**Tareas del ejercicio:**
1. En el fragmento sobre el fetichismo y el arte, ¿a quién se atribuye la expresión «capital simbólico»?
2. Transcribe del fragmento sobre el fetichismo y el arte la parte que comienza con las palabras que contienen «Adorno habla acá» y termina con «cómplice del capitalismo.».

**Fragmento del texto:**
------------

La sombra no es autónoma de la luz, pero es posible. Para adivinar dónde hay sombra hay que entender la luz.
Volvamos al fetichismo mercantil. Como todas, la mercancía literatura es un fetiche: hay quienes exhiben su celular de alta tecnología y quienes exhiben leer a Proust en francés. Es el fetichismo mercantil de los que exhiben su posesión de lo que Bourdieu llama capital simbólico. En ciertos ambientes, pasearse con un libro bajo el brazo es tan efectivo como en otros hacerlo en un BMW. Literatura bella y profunda como El Principito, grandes escritores como Cortázar, músicos como Vivaldi perdieron su poder de fetiches culturales en ciertos ambientes. Como cualquier mercancía que ya puede comprar cualquiera, son despreciados por los ricos en capital simbólico, no porque su superficie significante haya dejado de producir nuevos sentidos sino porque no es prestigioso prestarles atención. Como el celular que alguna vez consumieron pero ya todos pueden comprar: los consumidores culturales clase ABC1 precisan fetichismo renovado.
Adorno reconoció un fetiche en la obra de arte. Las obras, sostiene, son producto del trabajo social y por ende se someten a su ley o crean una semejante, pero se rebelan al mismo tiempo contra eso que las constituye. Esa rebeldía les produce "falsa conciencia", se creen afuera de la lógica del trabajo, de la producción material, aunque no lo están. Es decir, afirman un orden superior y esto es ilusión ideológica. Caen en el fetichismo. Sin embargo, en su artículo “Arte. Sociedad. Estética”, confunde la mirada del que consume arte con la del que lo produce (5). Porque la obra no es un fetiche para ambos. ¿Quién la percibe como si estuviera por encima del trabajo material, quién es el que se rebela contra su lógica laboral de producción? ¿Los artistas productores? Algunos proclaman esa ideología pero muchos asumen que, para su trabajo, por más "espiritual" o imaginativo que sea, se requiere práctica, ejercicio material, aprendizaje de un oficio. Rebelarse contra el trabajo social que constituye al arte suele ser más un modo de entenderlo y percibirlo que de hacerlo (6). Es decir: la mirada fetichista está acá en el propio Adorno, o en una sociedad que entroniza, sacraliza el arte, volviéndolo ajeno al trabajo humano social.
Adorno habla acá del fetichismo mercantil, el de Marx, y dice que en el arte es necesario, es condición de su verdad misma. Porque para no ser fetiches, las obras deberían asumir que son para-otro y no un para-sí, que están hechas para intercambiarse en sociedad, pero ser para-otro sería aceptar el alienante intercambio mercantil (7). Es decir: la verdad del arte, razona Adorno, depende de una paradoja: el fetichismo de la mercancía preserva al arte de ser cómplice del capitalismo.

------------

**Líneas sin procesar:**
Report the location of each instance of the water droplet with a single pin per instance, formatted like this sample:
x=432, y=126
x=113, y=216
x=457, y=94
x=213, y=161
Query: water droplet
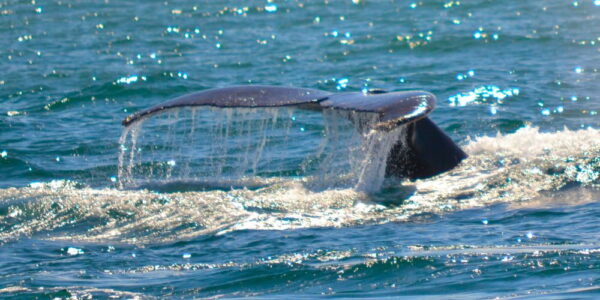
x=271, y=7
x=74, y=251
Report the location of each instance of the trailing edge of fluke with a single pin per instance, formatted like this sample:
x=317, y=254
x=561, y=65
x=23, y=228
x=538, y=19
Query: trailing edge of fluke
x=423, y=150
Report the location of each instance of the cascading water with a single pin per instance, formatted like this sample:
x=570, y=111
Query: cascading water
x=205, y=147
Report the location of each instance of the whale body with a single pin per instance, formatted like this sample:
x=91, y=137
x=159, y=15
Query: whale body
x=423, y=150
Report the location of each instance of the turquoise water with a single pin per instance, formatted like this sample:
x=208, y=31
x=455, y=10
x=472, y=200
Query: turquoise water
x=517, y=85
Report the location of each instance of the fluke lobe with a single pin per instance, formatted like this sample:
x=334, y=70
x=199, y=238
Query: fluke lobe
x=422, y=150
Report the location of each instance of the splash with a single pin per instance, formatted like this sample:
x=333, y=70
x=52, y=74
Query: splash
x=528, y=168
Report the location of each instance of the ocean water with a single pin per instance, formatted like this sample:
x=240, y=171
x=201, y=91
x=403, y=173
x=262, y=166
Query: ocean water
x=82, y=215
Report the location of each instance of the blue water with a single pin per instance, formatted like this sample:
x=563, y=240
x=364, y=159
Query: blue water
x=517, y=85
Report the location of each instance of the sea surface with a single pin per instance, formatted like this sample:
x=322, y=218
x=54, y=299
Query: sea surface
x=83, y=213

------------

**Respuestas por tarea:**
1. A Bourdieu.

2.
Adorno habla acá del fetichismo mercantil, el de Marx, y dice que en el arte es necesario, es condición de su verdad misma. Porque para no ser fetiches, las obras deberían asumir que son para-otro y no un para-sí, que están hechas para intercambiarse en sociedad, pero ser para-otro sería aceptar el alienante intercambio mercantil (7). Es decir: la verdad del arte, razona Adorno, depende de una paradoja: el fetichismo de la mercancía preserva al arte de ser cómplice del capitalismo.